On writing a book about women’s mental health

For the last 5 years I’ve been working on a new book about women, mental health and feminism, addressing two big questions – how are we failing women’s mental health? and what needs to change?

                  Over the last decade, we’ve been rightly concerned about men’s mental health. Men continue to take their own lives at 3 times the rate of women. However, women are suffering too, and the size and nature of the mental health problems and illness they experience seems to get lost beyond that desperate headline. Just as women’s physical health is much more than about our reproductive system, the mental health crisis we currently face is much more than about perinatal mental illness. Girls and women are twice as likely to experience depression and anxiety, ‘common’ mental health problems and intersectional factors such as race, LGBTQ+ and disability, along with poverty, simply magnify this difference further. Girls and women are much more likely to self-harm than boys and men, experience 2 to 3 times more post-traumatic stress disorder, more commonly have eating disorders and are 3 times more likely to be given the diagnosis of borderline personality disorder, a diagnosis that I argue (controversially still for some) should be finally consigned to the bin. Young women are presenting with more anxiety and depression than ever before and since the pandemic there has been a considerable increase in their distress and requests for help from services than have been unable to cope. Some of those who have been failed by ‘mental health care’ in our hospitals and community services are tragically dying too.

                  Why is this happening to women?

                  Has feminism failed?

[Data to examine]:
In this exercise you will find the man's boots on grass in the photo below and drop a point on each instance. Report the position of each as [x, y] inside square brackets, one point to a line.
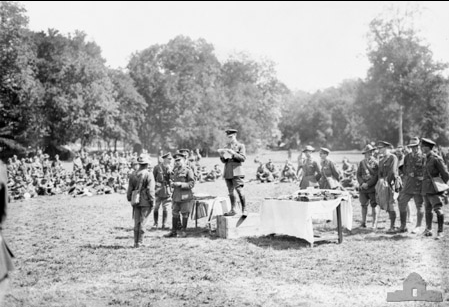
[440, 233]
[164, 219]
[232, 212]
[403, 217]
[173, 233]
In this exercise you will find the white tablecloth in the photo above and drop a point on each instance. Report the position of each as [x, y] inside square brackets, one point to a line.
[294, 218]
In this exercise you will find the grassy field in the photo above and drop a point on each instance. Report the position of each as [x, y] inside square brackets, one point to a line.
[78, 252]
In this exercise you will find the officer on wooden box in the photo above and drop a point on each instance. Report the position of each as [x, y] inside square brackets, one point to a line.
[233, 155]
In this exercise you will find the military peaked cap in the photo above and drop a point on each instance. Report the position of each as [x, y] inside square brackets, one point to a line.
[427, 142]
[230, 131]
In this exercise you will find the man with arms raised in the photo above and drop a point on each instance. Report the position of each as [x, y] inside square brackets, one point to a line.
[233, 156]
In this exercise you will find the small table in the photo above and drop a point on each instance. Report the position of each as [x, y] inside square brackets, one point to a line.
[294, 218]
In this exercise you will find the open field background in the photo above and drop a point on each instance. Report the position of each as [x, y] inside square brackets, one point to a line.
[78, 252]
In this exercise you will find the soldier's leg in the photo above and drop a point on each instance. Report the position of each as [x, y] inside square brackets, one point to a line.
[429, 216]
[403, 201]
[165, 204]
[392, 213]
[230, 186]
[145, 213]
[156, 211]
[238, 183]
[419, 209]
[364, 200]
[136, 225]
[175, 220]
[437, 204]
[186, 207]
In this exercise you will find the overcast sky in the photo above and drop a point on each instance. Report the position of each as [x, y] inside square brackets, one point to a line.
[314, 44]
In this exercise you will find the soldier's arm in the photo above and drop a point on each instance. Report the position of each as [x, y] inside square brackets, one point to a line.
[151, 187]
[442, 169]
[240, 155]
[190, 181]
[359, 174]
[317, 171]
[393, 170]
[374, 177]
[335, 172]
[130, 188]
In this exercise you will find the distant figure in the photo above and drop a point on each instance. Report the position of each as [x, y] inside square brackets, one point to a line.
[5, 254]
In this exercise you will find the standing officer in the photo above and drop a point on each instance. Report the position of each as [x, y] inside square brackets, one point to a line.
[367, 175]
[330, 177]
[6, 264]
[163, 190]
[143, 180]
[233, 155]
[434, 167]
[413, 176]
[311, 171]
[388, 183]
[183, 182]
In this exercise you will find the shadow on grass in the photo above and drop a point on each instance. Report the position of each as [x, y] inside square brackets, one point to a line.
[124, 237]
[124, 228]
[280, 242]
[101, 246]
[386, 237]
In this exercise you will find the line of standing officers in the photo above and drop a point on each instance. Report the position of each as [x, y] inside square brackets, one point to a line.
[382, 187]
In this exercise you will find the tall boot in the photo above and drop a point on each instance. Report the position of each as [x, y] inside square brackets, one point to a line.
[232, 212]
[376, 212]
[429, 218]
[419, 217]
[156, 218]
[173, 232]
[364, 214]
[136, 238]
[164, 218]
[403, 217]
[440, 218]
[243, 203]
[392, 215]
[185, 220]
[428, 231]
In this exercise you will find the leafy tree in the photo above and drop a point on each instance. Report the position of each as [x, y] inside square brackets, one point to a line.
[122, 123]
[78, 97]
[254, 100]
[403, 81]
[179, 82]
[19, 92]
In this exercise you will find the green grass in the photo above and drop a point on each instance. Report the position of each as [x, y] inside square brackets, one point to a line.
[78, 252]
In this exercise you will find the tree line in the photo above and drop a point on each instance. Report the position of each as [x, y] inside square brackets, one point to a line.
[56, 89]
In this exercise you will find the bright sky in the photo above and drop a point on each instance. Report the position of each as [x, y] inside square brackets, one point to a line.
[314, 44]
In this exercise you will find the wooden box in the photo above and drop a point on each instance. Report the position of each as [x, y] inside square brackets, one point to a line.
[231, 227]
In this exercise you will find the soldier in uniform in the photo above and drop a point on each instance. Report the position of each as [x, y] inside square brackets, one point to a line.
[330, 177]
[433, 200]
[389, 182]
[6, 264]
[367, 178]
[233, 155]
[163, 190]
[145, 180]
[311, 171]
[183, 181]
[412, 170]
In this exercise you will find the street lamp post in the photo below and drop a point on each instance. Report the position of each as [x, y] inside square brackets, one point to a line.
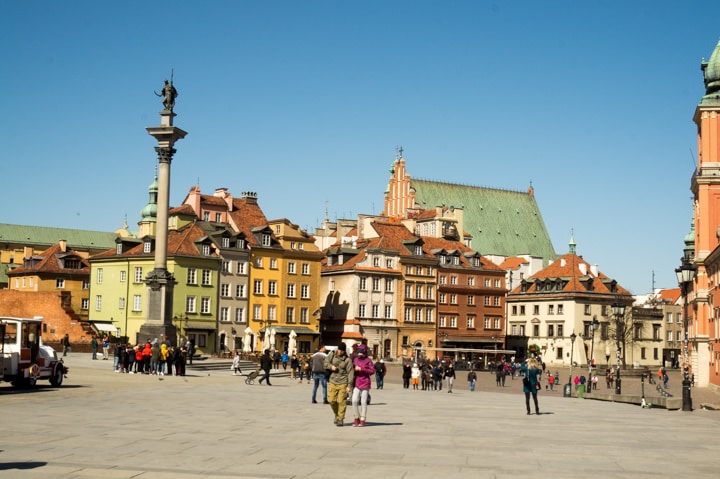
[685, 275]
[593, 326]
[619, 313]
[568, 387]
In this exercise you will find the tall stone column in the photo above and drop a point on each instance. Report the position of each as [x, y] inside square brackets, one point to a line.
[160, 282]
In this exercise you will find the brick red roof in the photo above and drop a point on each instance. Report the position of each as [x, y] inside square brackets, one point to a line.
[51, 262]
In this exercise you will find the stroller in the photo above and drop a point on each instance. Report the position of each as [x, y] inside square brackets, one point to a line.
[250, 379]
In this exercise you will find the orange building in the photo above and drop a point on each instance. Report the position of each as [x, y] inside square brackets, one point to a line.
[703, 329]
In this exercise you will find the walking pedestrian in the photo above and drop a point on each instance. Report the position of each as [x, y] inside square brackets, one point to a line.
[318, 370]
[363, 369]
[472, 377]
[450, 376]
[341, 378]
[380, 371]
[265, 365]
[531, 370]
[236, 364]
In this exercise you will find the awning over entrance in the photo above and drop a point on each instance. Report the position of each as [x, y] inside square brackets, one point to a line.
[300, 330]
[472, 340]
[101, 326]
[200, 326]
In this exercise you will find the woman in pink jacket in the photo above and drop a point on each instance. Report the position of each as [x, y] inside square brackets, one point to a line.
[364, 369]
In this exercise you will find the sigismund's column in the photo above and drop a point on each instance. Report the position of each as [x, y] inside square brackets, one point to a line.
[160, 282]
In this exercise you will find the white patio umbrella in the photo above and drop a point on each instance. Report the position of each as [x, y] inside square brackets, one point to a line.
---
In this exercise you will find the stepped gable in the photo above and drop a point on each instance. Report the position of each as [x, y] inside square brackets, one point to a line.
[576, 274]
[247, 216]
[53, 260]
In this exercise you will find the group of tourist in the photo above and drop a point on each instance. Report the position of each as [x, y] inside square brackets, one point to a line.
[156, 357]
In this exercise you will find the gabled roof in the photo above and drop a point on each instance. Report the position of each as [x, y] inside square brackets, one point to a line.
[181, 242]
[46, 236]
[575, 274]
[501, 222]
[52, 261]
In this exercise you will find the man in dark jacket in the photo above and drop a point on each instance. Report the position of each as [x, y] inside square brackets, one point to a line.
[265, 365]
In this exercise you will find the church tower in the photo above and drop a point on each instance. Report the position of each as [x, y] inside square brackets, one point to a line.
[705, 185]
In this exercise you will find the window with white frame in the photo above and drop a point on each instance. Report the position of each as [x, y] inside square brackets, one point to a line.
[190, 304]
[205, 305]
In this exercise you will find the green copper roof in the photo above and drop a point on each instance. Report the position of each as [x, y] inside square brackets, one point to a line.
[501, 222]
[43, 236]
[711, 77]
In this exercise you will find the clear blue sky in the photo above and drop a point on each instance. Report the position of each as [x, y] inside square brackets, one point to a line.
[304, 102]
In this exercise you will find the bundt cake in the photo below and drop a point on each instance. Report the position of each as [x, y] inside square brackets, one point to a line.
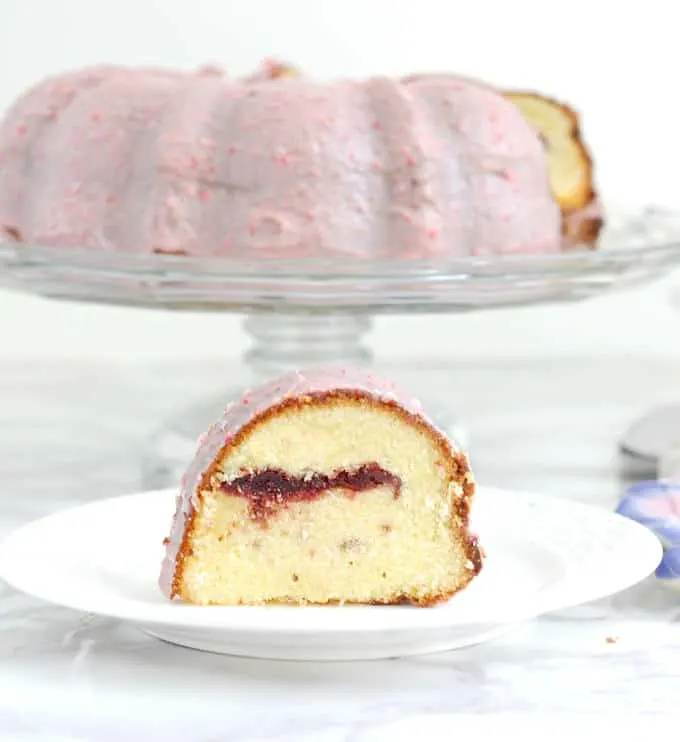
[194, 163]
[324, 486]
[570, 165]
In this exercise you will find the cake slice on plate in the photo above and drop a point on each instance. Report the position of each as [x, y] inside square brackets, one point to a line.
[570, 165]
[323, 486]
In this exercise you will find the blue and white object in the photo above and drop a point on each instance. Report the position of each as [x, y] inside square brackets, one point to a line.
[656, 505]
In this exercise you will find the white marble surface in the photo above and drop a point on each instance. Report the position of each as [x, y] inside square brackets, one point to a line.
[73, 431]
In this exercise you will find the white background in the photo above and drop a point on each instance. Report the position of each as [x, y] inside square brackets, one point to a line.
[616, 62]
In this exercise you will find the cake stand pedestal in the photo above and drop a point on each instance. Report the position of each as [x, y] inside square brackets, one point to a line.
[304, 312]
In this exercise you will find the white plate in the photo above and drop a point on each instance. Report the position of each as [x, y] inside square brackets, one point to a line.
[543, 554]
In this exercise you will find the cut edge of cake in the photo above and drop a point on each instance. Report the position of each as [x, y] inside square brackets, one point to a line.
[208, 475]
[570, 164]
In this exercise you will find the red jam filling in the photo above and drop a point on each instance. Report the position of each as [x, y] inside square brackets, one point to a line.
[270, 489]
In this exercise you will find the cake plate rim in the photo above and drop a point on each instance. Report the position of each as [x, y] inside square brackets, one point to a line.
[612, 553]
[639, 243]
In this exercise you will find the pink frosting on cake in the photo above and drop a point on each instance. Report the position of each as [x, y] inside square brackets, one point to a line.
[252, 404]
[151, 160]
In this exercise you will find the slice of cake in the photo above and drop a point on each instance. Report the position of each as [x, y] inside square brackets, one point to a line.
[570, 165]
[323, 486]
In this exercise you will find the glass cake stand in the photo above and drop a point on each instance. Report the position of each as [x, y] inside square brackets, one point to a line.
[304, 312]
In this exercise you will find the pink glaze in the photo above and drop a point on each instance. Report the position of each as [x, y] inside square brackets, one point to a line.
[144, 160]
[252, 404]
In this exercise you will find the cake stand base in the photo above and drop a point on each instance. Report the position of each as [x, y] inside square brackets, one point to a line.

[Task]: Please answer from the piece on writing a book about women's mental health: how many times more likely are girls and women to be given the diagnosis of borderline personality disorder?

[Your response]: 3 times more likely.